**EXERCISE DESCRIPTION**
Identify every line of the items that contains the string "mouth", and copy each of those lines. Case counts.

**PROVIDED DATA**

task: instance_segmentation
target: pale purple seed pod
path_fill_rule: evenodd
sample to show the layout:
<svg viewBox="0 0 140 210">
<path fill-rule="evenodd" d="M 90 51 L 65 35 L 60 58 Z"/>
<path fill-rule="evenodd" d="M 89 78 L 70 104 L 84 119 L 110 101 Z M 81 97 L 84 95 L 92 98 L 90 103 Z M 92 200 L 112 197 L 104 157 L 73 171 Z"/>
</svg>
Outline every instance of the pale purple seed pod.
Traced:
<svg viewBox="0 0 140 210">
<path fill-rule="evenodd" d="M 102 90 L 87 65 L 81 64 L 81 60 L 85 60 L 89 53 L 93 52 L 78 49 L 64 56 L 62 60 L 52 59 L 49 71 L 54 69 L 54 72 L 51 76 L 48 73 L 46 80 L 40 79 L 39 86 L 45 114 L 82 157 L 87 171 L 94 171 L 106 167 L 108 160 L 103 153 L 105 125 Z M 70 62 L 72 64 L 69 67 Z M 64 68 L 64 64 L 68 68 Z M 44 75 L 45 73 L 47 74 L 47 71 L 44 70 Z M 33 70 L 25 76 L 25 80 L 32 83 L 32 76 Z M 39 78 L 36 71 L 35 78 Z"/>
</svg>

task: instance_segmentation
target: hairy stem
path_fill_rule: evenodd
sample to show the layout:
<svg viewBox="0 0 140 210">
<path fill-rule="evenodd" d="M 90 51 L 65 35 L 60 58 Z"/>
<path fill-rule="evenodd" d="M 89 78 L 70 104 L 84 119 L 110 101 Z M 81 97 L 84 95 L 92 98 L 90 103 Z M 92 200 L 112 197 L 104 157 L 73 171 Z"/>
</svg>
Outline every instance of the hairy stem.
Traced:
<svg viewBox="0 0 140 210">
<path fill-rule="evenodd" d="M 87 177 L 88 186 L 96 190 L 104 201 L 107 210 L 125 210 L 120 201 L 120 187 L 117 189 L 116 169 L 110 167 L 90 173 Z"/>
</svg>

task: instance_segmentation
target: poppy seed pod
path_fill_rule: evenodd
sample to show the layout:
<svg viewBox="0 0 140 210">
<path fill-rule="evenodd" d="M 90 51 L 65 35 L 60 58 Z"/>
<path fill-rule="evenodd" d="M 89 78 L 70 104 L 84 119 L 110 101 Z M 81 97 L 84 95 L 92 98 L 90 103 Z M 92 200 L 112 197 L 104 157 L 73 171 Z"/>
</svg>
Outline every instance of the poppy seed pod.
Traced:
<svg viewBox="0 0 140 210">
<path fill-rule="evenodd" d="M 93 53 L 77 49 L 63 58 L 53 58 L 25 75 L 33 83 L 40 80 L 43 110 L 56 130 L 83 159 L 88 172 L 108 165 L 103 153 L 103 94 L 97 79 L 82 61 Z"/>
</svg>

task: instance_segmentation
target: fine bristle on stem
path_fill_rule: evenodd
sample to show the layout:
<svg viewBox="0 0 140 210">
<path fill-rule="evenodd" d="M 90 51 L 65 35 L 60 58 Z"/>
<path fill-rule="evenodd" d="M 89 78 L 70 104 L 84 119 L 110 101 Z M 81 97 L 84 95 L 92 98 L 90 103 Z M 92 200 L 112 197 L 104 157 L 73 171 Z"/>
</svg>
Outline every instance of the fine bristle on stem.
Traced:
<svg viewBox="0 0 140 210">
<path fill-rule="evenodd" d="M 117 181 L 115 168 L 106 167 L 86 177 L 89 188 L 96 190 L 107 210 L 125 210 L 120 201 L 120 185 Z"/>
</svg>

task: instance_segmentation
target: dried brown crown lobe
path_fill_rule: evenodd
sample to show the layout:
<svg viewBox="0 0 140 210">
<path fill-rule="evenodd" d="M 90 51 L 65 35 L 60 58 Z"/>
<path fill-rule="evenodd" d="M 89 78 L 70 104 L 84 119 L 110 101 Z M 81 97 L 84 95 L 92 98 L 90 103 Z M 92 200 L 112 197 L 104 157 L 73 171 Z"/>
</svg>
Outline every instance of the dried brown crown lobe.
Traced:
...
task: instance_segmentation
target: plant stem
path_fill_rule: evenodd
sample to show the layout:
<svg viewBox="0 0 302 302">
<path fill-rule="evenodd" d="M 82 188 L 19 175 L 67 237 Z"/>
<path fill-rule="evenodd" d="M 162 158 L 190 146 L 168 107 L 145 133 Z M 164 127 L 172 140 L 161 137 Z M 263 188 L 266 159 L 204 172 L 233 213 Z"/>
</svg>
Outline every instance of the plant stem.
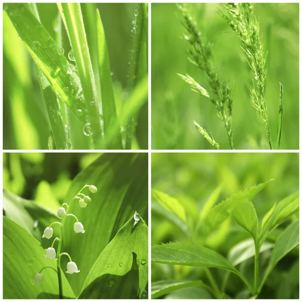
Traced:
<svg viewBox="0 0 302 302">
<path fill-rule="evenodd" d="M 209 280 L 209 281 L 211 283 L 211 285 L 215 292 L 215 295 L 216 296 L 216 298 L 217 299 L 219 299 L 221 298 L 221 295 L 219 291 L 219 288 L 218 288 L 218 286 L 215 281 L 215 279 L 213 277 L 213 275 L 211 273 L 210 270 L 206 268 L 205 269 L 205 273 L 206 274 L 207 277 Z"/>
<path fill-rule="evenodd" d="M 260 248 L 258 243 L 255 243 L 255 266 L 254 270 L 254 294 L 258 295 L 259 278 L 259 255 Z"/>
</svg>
...
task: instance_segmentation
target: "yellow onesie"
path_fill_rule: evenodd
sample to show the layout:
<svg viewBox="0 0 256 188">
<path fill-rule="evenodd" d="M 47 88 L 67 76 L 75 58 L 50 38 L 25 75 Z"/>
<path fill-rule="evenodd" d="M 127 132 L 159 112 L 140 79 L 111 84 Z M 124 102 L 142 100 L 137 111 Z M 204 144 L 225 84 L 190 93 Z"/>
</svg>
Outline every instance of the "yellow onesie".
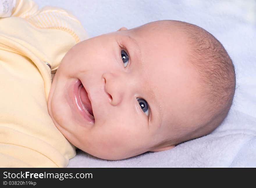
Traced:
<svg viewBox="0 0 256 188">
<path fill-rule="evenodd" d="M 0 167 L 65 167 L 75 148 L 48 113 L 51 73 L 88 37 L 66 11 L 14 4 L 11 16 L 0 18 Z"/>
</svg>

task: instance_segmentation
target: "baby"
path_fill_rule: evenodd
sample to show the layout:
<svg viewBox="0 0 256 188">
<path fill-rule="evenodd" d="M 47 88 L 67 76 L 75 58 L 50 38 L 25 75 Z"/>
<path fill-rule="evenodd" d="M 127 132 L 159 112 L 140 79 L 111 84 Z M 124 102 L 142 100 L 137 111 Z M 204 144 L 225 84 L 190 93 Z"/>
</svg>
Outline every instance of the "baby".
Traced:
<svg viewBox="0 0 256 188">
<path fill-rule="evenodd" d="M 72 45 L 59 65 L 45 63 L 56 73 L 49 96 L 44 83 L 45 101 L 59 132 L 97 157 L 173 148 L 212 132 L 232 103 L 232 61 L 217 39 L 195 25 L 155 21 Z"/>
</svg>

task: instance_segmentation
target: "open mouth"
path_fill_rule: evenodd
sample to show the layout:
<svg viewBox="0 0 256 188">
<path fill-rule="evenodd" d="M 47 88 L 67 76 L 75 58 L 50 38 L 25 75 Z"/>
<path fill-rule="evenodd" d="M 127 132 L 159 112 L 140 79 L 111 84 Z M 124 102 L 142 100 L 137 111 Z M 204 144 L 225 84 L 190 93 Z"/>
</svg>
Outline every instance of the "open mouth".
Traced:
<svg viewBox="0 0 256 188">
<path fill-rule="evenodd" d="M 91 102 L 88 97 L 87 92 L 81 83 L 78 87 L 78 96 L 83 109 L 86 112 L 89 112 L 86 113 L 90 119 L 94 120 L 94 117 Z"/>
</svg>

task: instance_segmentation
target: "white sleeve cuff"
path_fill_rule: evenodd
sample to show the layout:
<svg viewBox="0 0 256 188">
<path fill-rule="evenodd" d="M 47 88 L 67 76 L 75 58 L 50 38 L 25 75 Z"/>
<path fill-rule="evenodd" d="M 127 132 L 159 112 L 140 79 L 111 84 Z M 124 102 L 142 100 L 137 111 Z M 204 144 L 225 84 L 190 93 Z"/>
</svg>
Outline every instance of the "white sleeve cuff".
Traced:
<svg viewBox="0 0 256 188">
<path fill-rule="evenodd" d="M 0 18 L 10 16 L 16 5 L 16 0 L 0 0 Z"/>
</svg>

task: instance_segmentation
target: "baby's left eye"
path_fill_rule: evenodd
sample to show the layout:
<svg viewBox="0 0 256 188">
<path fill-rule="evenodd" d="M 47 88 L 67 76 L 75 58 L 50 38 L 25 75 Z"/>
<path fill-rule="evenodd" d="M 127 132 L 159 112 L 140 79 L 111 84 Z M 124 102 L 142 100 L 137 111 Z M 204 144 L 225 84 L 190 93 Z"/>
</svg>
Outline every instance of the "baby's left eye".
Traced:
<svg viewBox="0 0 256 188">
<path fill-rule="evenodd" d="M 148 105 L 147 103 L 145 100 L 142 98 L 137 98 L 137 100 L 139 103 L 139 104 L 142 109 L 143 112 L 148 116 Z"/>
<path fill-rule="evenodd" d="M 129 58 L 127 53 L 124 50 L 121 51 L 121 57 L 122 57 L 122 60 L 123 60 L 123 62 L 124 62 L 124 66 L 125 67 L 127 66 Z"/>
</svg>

**EXERCISE RESULT**
target: "open mouth"
Outline every instance of the "open mouth".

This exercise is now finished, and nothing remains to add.